DOCUMENT PASSAGE:
## Begin
MIT researchers have a new breakthrough photovoltaic solar panel barrier that will allow more efficient solar panels than ever before.
The sun is just a massive ball of energy, spewing heat, light and radiation into the cosmos, so it seems like it should be easy for us to harness that and convert that energy to a form we can use. But a limitation in the technology behind photovoltaic solar panels only allows the renewable energy technology to collect, at most, about 34 percent of the sun’s energy that reaches Earth — until now.
The limit, the Shockley-Quiesser efficiency limit, describes a limit in how visible light can be converted into electricity, making photons release electrons. One photon releases one electron.
The MIT researchers, in a study published in Friday's Science journal, have now flown past that limit with a new technique that allows a single photon to release two electrons, effectively doubling the potential, which is massive for the typically slowly progressing field of photovoltaic solar panels. It may take awhile to get to that point, though, according to MIT professor and participating researcher Marc Baldo.
## End
REQUEST 1:
In the solar panel passage, how many electrons does the new MIT technique let a single photon release?
REQUEST 2:
Echo the solar panel passage from "The MIT researchers, in" up to and including "researcher Marc Baldo.", word for word.

STORED DATA:
## Begin
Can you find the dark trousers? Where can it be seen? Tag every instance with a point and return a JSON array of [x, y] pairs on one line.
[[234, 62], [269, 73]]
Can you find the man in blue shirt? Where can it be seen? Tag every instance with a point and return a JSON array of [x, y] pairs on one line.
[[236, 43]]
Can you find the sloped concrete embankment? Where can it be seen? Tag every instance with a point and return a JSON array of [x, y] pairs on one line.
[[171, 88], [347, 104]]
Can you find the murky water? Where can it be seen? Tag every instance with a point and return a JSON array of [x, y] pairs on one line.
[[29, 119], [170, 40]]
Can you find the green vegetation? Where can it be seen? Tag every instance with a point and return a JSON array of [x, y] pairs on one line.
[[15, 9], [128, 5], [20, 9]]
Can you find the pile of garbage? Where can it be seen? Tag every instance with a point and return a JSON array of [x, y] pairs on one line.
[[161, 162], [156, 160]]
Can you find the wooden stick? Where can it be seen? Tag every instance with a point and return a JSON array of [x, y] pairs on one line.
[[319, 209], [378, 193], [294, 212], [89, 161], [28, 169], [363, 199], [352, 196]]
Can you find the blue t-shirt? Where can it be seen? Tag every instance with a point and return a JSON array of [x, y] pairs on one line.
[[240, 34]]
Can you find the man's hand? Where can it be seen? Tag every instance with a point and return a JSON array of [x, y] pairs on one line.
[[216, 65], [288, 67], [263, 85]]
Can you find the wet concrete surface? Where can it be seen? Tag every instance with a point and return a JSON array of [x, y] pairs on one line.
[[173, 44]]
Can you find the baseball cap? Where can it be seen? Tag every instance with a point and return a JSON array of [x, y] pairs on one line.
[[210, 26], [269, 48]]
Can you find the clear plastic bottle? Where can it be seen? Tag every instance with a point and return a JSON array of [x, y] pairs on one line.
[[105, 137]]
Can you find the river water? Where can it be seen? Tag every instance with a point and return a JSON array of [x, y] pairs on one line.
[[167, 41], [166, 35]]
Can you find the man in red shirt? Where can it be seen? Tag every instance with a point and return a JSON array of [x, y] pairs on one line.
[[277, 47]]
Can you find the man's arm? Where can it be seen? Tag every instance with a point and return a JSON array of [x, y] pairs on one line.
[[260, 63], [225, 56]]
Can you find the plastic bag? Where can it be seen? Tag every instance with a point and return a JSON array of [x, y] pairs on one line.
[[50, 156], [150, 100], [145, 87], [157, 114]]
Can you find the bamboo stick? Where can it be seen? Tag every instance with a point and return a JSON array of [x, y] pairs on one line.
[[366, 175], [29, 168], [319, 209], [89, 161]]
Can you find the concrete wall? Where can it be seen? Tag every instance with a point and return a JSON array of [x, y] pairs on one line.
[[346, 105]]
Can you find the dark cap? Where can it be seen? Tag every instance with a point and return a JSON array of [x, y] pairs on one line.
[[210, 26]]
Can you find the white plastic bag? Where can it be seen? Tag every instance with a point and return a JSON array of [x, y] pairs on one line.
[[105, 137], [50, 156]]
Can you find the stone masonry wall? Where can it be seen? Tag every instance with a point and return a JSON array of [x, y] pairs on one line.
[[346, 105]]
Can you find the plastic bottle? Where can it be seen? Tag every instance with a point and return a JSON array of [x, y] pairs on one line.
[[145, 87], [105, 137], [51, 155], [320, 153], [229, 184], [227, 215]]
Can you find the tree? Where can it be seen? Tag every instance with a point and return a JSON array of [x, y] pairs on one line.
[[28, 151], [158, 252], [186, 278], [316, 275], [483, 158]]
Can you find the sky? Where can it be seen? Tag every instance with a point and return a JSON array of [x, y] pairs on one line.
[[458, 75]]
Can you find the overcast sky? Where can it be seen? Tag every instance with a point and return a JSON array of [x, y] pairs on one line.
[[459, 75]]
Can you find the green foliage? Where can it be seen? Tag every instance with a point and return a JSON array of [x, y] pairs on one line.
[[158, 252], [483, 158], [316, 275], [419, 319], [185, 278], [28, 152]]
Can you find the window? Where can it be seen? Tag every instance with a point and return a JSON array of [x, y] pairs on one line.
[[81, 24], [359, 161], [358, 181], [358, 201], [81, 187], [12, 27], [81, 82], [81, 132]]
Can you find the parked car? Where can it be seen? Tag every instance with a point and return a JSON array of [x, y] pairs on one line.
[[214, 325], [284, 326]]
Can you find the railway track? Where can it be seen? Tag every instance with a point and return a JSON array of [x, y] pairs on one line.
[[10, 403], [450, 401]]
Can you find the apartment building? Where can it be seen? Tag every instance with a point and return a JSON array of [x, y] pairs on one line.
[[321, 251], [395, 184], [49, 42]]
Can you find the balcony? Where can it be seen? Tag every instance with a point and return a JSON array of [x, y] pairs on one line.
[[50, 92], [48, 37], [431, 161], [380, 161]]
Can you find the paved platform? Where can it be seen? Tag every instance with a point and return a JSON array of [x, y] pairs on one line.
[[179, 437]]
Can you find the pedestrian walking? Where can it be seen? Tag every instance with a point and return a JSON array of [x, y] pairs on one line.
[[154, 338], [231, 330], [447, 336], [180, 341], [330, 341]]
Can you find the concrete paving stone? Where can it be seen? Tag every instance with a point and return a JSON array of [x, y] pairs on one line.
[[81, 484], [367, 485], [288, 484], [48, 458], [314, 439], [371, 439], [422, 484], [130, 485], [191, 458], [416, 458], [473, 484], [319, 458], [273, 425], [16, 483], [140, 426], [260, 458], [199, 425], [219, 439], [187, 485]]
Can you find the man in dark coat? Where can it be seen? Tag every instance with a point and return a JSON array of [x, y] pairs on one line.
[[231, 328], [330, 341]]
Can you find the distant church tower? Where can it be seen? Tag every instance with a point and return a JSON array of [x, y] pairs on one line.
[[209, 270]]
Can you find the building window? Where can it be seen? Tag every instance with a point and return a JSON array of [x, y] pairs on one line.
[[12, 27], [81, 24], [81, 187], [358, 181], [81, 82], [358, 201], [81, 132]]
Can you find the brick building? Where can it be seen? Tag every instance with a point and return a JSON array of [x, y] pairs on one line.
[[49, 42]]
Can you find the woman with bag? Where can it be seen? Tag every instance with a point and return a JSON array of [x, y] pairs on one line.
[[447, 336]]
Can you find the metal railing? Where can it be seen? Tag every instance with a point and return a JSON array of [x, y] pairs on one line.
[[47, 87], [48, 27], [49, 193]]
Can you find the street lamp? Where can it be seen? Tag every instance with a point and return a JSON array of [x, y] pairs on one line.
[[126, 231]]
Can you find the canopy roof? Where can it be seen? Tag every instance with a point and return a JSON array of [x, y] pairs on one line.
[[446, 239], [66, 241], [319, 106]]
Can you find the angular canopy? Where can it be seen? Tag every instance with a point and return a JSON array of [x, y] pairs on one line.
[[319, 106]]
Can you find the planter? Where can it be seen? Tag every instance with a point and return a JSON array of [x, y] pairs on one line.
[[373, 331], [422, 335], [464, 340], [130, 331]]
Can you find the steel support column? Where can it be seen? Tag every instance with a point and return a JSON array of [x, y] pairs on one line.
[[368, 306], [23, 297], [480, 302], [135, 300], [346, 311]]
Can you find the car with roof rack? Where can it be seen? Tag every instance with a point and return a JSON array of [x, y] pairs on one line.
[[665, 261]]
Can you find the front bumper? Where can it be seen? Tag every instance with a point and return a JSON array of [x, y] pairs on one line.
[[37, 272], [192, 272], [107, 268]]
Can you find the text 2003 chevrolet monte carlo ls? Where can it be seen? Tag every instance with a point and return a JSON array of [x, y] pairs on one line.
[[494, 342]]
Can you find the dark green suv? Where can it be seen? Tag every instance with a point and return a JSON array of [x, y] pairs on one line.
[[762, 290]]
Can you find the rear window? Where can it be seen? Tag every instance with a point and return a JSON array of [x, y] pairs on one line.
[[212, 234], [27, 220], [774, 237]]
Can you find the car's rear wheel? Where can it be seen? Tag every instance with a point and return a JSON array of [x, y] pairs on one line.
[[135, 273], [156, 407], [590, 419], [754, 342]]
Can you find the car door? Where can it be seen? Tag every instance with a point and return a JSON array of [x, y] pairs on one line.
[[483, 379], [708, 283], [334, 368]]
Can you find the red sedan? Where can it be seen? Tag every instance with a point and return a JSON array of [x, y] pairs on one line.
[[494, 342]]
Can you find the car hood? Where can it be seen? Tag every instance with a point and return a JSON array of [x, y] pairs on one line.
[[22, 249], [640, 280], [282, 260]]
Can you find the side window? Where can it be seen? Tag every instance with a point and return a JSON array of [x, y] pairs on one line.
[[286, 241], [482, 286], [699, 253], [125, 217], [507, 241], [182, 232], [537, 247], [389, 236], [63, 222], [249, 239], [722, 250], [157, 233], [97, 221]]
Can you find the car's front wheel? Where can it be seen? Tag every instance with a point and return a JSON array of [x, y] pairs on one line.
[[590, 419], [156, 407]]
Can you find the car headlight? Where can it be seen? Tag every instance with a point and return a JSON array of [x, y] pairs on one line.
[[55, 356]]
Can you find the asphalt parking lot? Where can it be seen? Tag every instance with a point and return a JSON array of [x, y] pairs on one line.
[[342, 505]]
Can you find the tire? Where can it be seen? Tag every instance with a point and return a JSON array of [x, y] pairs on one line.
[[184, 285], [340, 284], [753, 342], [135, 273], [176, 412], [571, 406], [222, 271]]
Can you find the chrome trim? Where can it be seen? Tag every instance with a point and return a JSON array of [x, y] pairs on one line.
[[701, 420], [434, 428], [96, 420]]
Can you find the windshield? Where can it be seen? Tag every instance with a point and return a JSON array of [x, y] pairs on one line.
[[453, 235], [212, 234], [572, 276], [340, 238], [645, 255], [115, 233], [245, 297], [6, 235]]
## End
CORRECT RESPONSE 1:
Two electrons.

CORRECT RESPONSE 2:
The MIT researchers, in a study published in Friday's Science journal, have now flown past that limit with a new technique that allows a single photon to release two electrons, effectively doubling the potential, which is massive for the typically slowly progressing field of photovoltaic solar panels. It may take awhile to get to that point, though, according to MIT professor and participating researcher Marc Baldo.